**GIVEN TASK**: Write out every row below without changing a word, and leave the pictures out.

**SUPPLIED INFORMATION**:

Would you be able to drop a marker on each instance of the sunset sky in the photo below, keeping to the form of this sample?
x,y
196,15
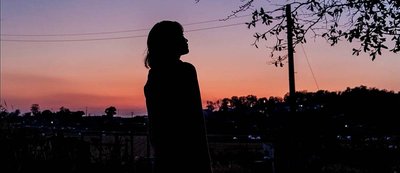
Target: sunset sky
x,y
97,58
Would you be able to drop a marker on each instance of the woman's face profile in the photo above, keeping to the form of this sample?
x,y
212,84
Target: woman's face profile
x,y
182,45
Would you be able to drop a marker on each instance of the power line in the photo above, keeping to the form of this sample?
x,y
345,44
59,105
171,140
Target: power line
x,y
112,32
109,38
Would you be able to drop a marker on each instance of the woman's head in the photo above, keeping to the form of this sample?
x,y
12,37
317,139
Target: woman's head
x,y
165,43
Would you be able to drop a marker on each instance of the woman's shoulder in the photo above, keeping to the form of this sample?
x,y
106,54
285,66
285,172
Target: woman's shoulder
x,y
188,66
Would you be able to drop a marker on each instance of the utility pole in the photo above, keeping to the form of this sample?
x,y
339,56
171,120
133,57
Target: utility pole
x,y
292,90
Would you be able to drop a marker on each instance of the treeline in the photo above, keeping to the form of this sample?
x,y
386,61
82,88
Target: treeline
x,y
361,107
370,109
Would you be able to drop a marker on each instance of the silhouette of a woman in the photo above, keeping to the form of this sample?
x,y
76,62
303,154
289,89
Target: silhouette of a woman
x,y
177,127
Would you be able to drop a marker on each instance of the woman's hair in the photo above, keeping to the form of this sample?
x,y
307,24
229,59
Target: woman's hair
x,y
160,42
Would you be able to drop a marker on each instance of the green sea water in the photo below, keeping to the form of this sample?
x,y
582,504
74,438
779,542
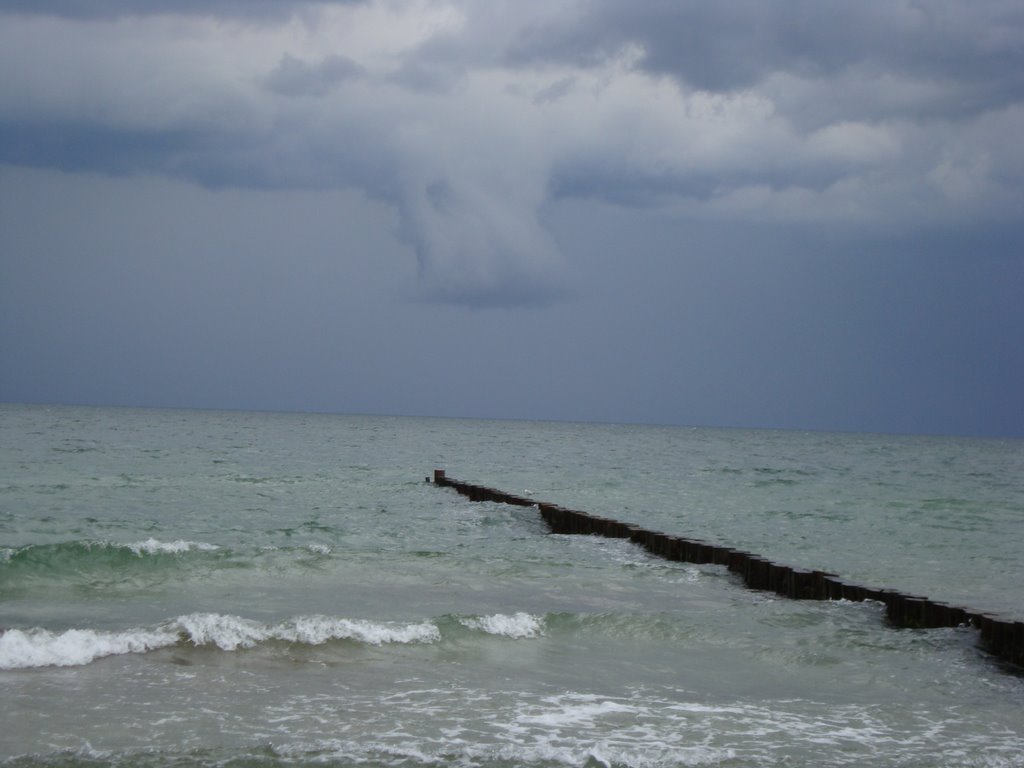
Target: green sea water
x,y
236,589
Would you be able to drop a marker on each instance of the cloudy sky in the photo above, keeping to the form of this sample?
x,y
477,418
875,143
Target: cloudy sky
x,y
802,214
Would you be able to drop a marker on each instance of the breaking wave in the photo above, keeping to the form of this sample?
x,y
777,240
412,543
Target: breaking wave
x,y
40,647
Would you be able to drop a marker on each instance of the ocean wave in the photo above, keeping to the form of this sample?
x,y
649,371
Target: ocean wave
x,y
75,647
230,633
37,647
153,546
77,554
517,626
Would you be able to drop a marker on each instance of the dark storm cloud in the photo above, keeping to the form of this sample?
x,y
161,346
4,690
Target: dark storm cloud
x,y
878,113
293,77
726,46
115,8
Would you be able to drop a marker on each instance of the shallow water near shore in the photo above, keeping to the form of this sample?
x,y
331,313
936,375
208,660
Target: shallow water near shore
x,y
238,589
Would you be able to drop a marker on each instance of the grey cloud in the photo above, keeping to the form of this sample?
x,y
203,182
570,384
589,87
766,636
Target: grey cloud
x,y
293,77
472,130
116,8
726,46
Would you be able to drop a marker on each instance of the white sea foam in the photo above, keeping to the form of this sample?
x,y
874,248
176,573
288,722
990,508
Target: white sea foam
x,y
230,633
518,625
153,546
38,647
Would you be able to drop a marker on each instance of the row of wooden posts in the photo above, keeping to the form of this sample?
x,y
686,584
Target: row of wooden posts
x,y
1005,639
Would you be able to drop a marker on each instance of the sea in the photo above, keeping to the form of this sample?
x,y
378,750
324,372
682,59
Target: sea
x,y
200,588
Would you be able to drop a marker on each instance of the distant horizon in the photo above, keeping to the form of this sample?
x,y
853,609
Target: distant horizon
x,y
596,422
594,212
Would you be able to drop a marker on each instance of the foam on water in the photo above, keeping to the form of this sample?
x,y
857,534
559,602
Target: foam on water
x,y
153,546
516,626
40,647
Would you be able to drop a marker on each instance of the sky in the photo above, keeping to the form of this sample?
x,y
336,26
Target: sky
x,y
805,214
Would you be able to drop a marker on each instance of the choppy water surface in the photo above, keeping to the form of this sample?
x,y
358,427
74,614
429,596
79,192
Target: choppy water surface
x,y
232,589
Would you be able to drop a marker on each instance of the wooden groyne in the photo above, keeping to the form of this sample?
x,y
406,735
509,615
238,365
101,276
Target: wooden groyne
x,y
1003,638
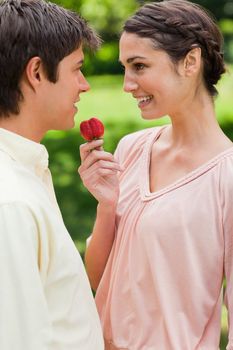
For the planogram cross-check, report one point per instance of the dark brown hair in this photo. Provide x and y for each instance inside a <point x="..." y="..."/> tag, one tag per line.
<point x="176" y="26"/>
<point x="31" y="28"/>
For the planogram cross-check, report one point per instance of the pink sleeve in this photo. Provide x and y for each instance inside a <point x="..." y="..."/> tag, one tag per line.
<point x="227" y="207"/>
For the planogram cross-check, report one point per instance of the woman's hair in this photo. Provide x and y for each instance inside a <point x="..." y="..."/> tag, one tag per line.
<point x="31" y="28"/>
<point x="176" y="26"/>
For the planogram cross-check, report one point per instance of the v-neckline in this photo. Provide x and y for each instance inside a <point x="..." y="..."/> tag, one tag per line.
<point x="144" y="179"/>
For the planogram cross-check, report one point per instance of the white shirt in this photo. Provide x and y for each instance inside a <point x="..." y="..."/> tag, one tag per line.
<point x="45" y="297"/>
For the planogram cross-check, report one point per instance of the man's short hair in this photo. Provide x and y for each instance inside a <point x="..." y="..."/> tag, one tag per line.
<point x="31" y="28"/>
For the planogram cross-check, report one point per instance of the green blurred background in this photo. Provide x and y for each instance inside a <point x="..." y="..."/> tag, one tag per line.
<point x="116" y="109"/>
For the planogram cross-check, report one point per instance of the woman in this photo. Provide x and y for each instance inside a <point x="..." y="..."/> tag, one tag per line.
<point x="163" y="236"/>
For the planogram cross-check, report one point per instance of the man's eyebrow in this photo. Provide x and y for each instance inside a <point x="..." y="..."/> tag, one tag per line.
<point x="131" y="59"/>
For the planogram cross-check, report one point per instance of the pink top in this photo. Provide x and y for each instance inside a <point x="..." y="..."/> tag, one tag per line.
<point x="162" y="286"/>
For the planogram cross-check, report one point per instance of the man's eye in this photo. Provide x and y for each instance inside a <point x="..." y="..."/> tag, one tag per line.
<point x="139" y="66"/>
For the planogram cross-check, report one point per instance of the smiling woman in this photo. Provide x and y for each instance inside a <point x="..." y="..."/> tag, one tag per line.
<point x="162" y="240"/>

**RESPONSE TO THIS EXERCISE**:
Would you be able to drop a marker on each instance of the sunset sky in the photo below, keeping to the form of this sample?
x,y
196,15
Target: sunset sky
x,y
97,58
Would you be able to drop a marker on each instance of the woman's face profile in the photo above, keeping to the form of this sample?
x,y
212,84
Target: woman's face profile
x,y
182,45
Would you be able to drop a marker on each instance of the power line in the photo above, keeping to the form of this sample?
x,y
345,44
59,105
171,140
Target: power line
x,y
112,32
109,38
Would you be able to drop a marker on each instance of the woman's head in the photo above, keeping to the form of this sample?
x,y
12,37
317,139
Target: woman's head
x,y
165,43
Would you be able to drop a marker on each instance of the woman's shoulder in the photo above, keeping to the form of this sample?
x,y
106,54
285,66
285,172
Target: woman's shoulder
x,y
188,66
Would you be able to drop a marker on each instance of the utility pole in the photo above, keeping to the form of this sample?
x,y
339,56
171,120
133,57
Target: utility pole
x,y
292,90
Would you be able to drop a marker on each instance of the treeline in the photo above, keeping to the form of this sample?
x,y
386,61
82,88
Target: treeline
x,y
361,107
370,109
Would you be able to drop a marker on each instance of the silhouette of a woman in the photo above, keeping to the form of this sample?
x,y
76,62
303,154
289,89
Target: silhouette of a woman
x,y
177,127
Would you be able to drop a marker on each instance of the woman's hair in the photo above, keeping to the form of this sample?
x,y
307,24
229,59
Target: woman's hair
x,y
160,42
Would you be able to drop a marker on each instance of the green sea water in the photo below, keeping to the form of this sample?
x,y
582,504
74,438
779,542
Target: green sea water
x,y
236,589
Would you be able to drop a marker on each instance of the cloudy sky in the photo above, keeping to the form of this sample?
x,y
477,418
875,143
Target: cloudy sky
x,y
802,214
Would you be able to drop a marker on each instance of the breaking wave in the photo above, keeping to the form of this sample?
x,y
777,240
412,543
Target: breaking wave
x,y
40,647
Would you be able to drop a marker on each instance of the ocean wave in the photo above, keeping to the form of this sample?
x,y
649,371
Target: ocean wave
x,y
75,647
230,633
37,647
153,546
77,554
517,626
Would you be able to drop a marker on each instance of the dark storm cloud in the photo above, keeping to the form of this sample?
x,y
161,346
4,690
Target: dark storm cloud
x,y
878,113
293,77
726,46
115,8
Would you be able to drop a marker on each instance of the shallow water near shore in the photo above, keeping to the form of this sample?
x,y
331,313
936,375
208,660
Target: shallow water near shore
x,y
238,589
Would you be able to drop a marker on each instance of the grey cloud in the photo above, keeping to the form of this sample?
x,y
203,182
570,384
589,87
766,636
Target: grey cloud
x,y
293,77
472,130
116,8
726,46
Would you be able to drop a marker on each instance of the white sea foam in the photo above, keeping to the form of this sample?
x,y
874,248
176,573
288,722
990,508
Target: white sea foam
x,y
230,633
518,625
153,546
38,647
Would you be able to drop a marker on each instance of the row of wooden posts in the photo above, keeping to the form of this sample?
x,y
686,584
Target: row of wooden posts
x,y
1005,639
Would you be able to drop a marker on each instance of the sea in the photo above, keeping to the form of this sample?
x,y
378,750
324,372
682,59
Target: sea
x,y
200,588
Would you be able to drop a marker on each instance of the distant horizon in the photo above, keeping to the form of this sample?
x,y
853,609
Target: distant horizon
x,y
596,422
594,212
Would you be able to drop a marker on each instance of the foam on water in the photo above, keeping to the form of this sample?
x,y
857,534
559,602
Target: foam on water
x,y
153,546
516,626
40,647
Would you be able to drop a marker on each instance of the sky in the photo above, keeping to the form of this sample?
x,y
336,26
Target: sky
x,y
805,214
Would you be able to drop a marker on each instance of the choppy water surface in the photo above, keeping to the form of this sample?
x,y
358,427
74,614
429,596
79,192
Target: choppy water surface
x,y
232,589
Would you be able to drop a marker on each instance of the wooden groyne in the photo above, keeping to the form of this sample?
x,y
406,735
509,615
238,365
101,276
Target: wooden groyne
x,y
1003,638
For the planogram cross-check, report one point per instance of the dark brown hair in this photo. Provide x and y for each instance inside a <point x="..." y="..."/> tag, one tag per line.
<point x="176" y="26"/>
<point x="31" y="28"/>
For the planogram cross-check, report one point per instance of the pink sleeve in this photo. Provide x and y for each instance inside a <point x="..." y="..."/> tag, one tag per line.
<point x="227" y="207"/>
For the planogram cross-check, report one point per instance of the woman's hair in this photo. Provide x and y for each instance inside a <point x="..." y="..."/> tag, one tag per line.
<point x="31" y="28"/>
<point x="176" y="26"/>
For the planogram cross-check, report one point per instance of the v-neckline in this photo. Provide x and y for each instance inside a <point x="..." y="..."/> tag, one tag per line.
<point x="144" y="179"/>
For the planogram cross-check, report one point per instance of the white shirt in this photo. Provide x and y for each instance inside a <point x="..." y="..."/> tag, one tag per line.
<point x="45" y="297"/>
For the planogram cross-check, report one point per instance of the man's short hair in this photo. Provide x and y for each instance inside a <point x="..." y="..."/> tag, one tag per line.
<point x="31" y="28"/>
For the planogram cross-check, report one point per instance of the green blurred background in this photo. Provide x and y for each instance inside a <point x="..." y="..."/> tag, one tag per line.
<point x="116" y="109"/>
For the planogram cross-check, report one point per instance of the woman in this photo. Provide x and y for each instance inside a <point x="..." y="..."/> tag, one tag per line.
<point x="163" y="236"/>
For the planogram cross-check, report one point per instance of the man's eyebrow in this photo. Provide x and y for each instance inside a <point x="..." y="..."/> tag, one tag per line.
<point x="131" y="59"/>
For the planogram cross-check, report one point per instance of the pink top in this photo. Provide x and y for each instance inside a <point x="..." y="..."/> tag, one tag per line.
<point x="162" y="286"/>
For the planogram cross-check, report one point per instance of the man's eye in this photo. Provide x and y for each instance inside a <point x="..." y="..."/> tag, one tag per line.
<point x="139" y="66"/>
For the planogram cross-check, report one point per instance of the smiling woman in this photo. Provide x and y for each instance inside a <point x="..." y="..."/> tag, one tag per line.
<point x="162" y="240"/>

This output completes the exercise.